• The task
Write out the lines from the start of the material through the line containing "--target=curved chrome tap", swapping "curved chrome tap" for "curved brass tap" and leaving everything else unchanged.

• Excerpts from annotation records
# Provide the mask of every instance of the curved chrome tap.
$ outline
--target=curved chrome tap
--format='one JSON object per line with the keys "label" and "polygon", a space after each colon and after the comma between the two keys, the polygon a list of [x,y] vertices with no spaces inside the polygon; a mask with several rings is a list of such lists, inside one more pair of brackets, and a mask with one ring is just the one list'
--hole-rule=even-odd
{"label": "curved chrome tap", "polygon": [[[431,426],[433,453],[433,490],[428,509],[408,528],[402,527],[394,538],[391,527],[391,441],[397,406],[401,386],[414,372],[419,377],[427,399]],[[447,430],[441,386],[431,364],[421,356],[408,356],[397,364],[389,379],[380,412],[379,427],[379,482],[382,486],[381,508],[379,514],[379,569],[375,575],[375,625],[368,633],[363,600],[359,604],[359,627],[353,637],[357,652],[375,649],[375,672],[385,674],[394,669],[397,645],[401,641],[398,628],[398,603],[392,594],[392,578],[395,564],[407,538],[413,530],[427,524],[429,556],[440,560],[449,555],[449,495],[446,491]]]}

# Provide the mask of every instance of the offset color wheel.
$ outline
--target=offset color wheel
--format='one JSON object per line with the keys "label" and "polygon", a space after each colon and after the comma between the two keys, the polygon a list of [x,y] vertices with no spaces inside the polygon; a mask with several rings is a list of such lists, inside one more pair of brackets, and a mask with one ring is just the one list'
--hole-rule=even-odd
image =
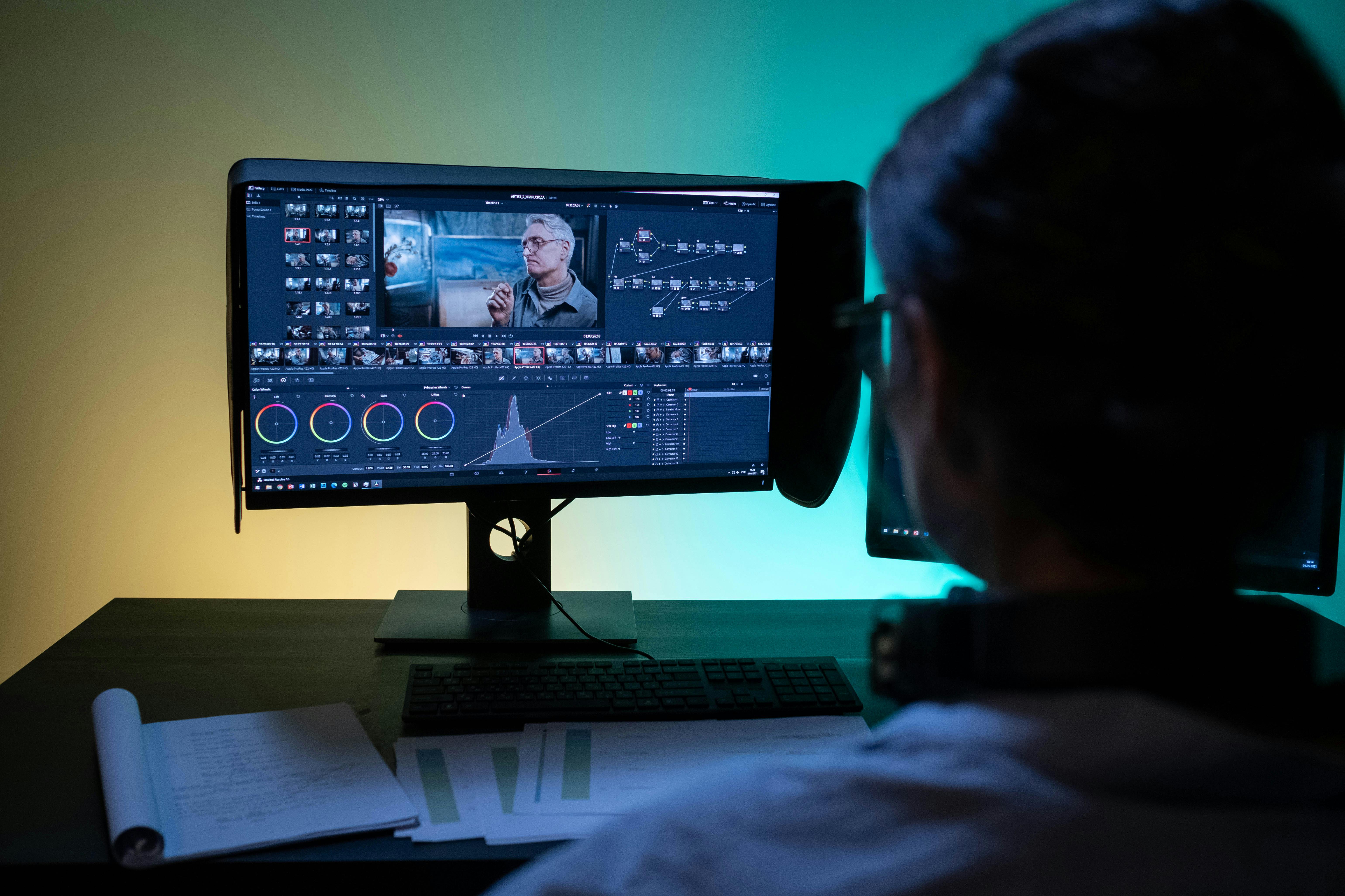
{"label": "offset color wheel", "polygon": [[374,402],[364,411],[360,426],[364,427],[364,435],[375,442],[391,442],[402,434],[406,418],[402,416],[402,410],[391,402]]}
{"label": "offset color wheel", "polygon": [[257,411],[253,426],[262,442],[284,445],[299,431],[299,415],[284,404],[268,404]]}
{"label": "offset color wheel", "polygon": [[443,402],[425,402],[416,411],[416,431],[430,442],[447,439],[453,431],[453,408]]}

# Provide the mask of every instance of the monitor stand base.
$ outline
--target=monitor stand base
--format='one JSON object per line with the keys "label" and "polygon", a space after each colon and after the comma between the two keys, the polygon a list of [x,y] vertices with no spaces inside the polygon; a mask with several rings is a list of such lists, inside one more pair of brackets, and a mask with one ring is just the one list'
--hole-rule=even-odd
{"label": "monitor stand base", "polygon": [[[557,591],[555,599],[593,637],[635,643],[635,602],[629,591]],[[516,647],[557,653],[608,649],[580,634],[554,606],[550,613],[468,610],[467,591],[398,591],[374,641],[436,649]]]}

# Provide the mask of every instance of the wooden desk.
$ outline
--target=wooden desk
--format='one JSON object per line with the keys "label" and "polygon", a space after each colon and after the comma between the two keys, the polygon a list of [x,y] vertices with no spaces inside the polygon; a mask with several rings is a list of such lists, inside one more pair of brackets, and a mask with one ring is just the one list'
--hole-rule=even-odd
{"label": "wooden desk", "polygon": [[[433,658],[375,645],[386,600],[117,599],[0,684],[0,864],[47,879],[128,873],[112,864],[90,704],[136,695],[144,721],[347,701],[394,766],[406,668]],[[656,657],[834,656],[874,724],[894,708],[868,690],[872,600],[636,600],[639,646]],[[437,654],[444,656],[444,654]],[[597,656],[597,654],[594,654]],[[601,654],[611,658],[613,654]],[[410,844],[360,834],[130,872],[305,883],[360,877],[479,892],[554,844]],[[390,865],[389,862],[401,862]],[[447,862],[447,864],[445,864]],[[186,883],[186,881],[184,881]]]}

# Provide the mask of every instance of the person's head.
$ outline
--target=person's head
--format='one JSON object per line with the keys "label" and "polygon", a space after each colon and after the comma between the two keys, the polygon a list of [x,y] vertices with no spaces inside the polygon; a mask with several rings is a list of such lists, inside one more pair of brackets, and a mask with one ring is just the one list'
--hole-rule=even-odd
{"label": "person's head", "polygon": [[907,493],[991,584],[1042,545],[1046,587],[1231,575],[1342,419],[1345,116],[1262,5],[1037,19],[911,118],[870,224]]}
{"label": "person's head", "polygon": [[529,215],[523,247],[529,277],[542,279],[547,274],[564,273],[574,253],[574,231],[560,215]]}

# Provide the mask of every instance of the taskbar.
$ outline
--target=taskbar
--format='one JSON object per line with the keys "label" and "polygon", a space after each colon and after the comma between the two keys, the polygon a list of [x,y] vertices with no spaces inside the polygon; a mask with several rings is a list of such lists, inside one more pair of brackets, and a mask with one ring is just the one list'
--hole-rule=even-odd
{"label": "taskbar", "polygon": [[352,489],[443,488],[486,484],[521,485],[523,482],[604,482],[651,481],[675,478],[714,478],[768,476],[764,462],[744,461],[724,463],[668,463],[625,467],[529,467],[453,470],[448,473],[340,473],[328,476],[257,476],[247,482],[252,492],[323,492]]}

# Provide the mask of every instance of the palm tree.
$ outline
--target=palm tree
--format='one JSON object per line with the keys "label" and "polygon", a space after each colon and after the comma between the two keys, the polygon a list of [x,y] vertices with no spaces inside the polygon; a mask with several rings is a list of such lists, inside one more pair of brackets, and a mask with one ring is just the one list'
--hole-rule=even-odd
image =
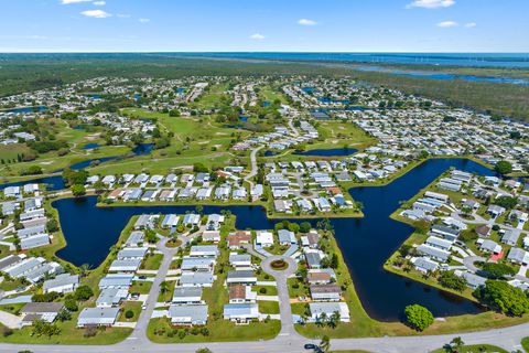
{"label": "palm tree", "polygon": [[464,344],[465,342],[463,342],[460,336],[456,336],[452,341],[450,341],[450,345],[452,346],[453,352],[458,352]]}
{"label": "palm tree", "polygon": [[160,284],[160,291],[162,293],[165,293],[165,292],[169,291],[169,282],[166,280],[164,280]]}
{"label": "palm tree", "polygon": [[320,342],[320,349],[323,352],[328,352],[328,350],[331,349],[331,340],[328,339],[328,335],[324,335],[322,338],[322,342]]}

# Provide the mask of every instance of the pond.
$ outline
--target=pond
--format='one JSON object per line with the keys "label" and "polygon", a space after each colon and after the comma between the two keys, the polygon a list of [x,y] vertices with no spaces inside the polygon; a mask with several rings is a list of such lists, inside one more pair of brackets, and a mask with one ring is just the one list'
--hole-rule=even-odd
{"label": "pond", "polygon": [[0,110],[0,113],[34,113],[34,111],[45,111],[47,110],[47,107],[45,106],[36,106],[36,107],[21,107],[21,108],[12,108],[12,109],[6,109],[6,110]]}
{"label": "pond", "polygon": [[[349,190],[353,197],[364,204],[364,218],[331,218],[355,288],[370,317],[382,321],[398,320],[403,308],[411,303],[425,306],[436,317],[482,310],[469,300],[401,278],[382,268],[387,258],[412,233],[410,226],[392,221],[389,215],[398,208],[399,202],[411,199],[450,167],[484,175],[493,174],[485,167],[468,160],[430,160],[388,185]],[[133,215],[183,214],[195,210],[194,206],[176,205],[96,207],[96,203],[95,196],[53,202],[67,240],[67,246],[57,255],[77,266],[98,266]],[[273,228],[277,222],[282,221],[267,218],[261,206],[204,206],[203,212],[219,213],[222,210],[229,210],[237,216],[236,226],[240,229]],[[317,221],[310,222],[316,224]]]}
{"label": "pond", "polygon": [[292,152],[292,154],[299,156],[316,156],[316,157],[342,157],[342,156],[350,156],[358,152],[357,149],[354,148],[333,148],[333,149],[316,149],[316,150],[309,150],[303,152]]}

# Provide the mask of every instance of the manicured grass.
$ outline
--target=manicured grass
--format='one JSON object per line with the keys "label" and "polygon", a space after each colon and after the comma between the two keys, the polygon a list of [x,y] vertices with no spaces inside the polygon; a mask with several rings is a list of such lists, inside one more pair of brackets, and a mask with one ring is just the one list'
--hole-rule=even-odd
{"label": "manicured grass", "polygon": [[129,292],[140,293],[140,295],[149,295],[149,291],[151,290],[151,287],[152,287],[151,281],[137,280],[137,281],[132,282],[132,286],[130,287]]}
{"label": "manicured grass", "polygon": [[226,320],[217,320],[213,325],[208,323],[206,327],[209,329],[209,334],[206,336],[187,334],[180,339],[174,334],[171,338],[168,333],[174,332],[177,328],[171,327],[169,319],[151,319],[147,329],[147,336],[156,343],[271,340],[281,330],[281,321],[270,320],[269,322],[251,322],[247,325],[237,325]]}
{"label": "manicured grass", "polygon": [[[121,312],[119,313],[118,321],[123,321],[123,322],[136,322],[138,321],[138,318],[140,317],[141,313],[141,301],[125,301],[121,304]],[[127,319],[126,312],[127,311],[132,311],[134,315],[130,319]]]}
{"label": "manicured grass", "polygon": [[[84,329],[78,329],[77,315],[74,314],[71,321],[57,322],[57,327],[61,329],[60,335],[32,335],[33,329],[25,327],[20,330],[13,330],[11,335],[2,335],[2,343],[19,343],[19,344],[100,344],[108,345],[115,344],[125,340],[131,332],[129,328],[111,328],[97,330],[95,336],[85,338]],[[6,330],[3,327],[2,331]]]}
{"label": "manicured grass", "polygon": [[148,254],[141,264],[141,269],[159,269],[162,260],[163,254]]}
{"label": "manicured grass", "polygon": [[[446,350],[439,349],[431,353],[445,353]],[[492,344],[475,344],[475,345],[464,345],[458,349],[460,353],[508,353],[508,351]]]}
{"label": "manicured grass", "polygon": [[529,335],[521,340],[521,346],[523,350],[526,350],[526,352],[529,352]]}
{"label": "manicured grass", "polygon": [[260,313],[279,313],[279,302],[272,300],[259,300],[259,312]]}
{"label": "manicured grass", "polygon": [[166,302],[173,299],[173,290],[174,290],[174,287],[176,286],[176,281],[170,280],[166,282],[168,282],[168,290],[163,293],[162,291],[160,291],[160,295],[158,296],[158,302]]}
{"label": "manicured grass", "polygon": [[[261,288],[264,288],[266,292],[261,292]],[[257,292],[258,296],[277,296],[278,295],[278,288],[273,286],[253,286],[251,288],[255,292]]]}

• Solution below
# Provide the mask of every instance of the curved brass tap.
$ outline
--target=curved brass tap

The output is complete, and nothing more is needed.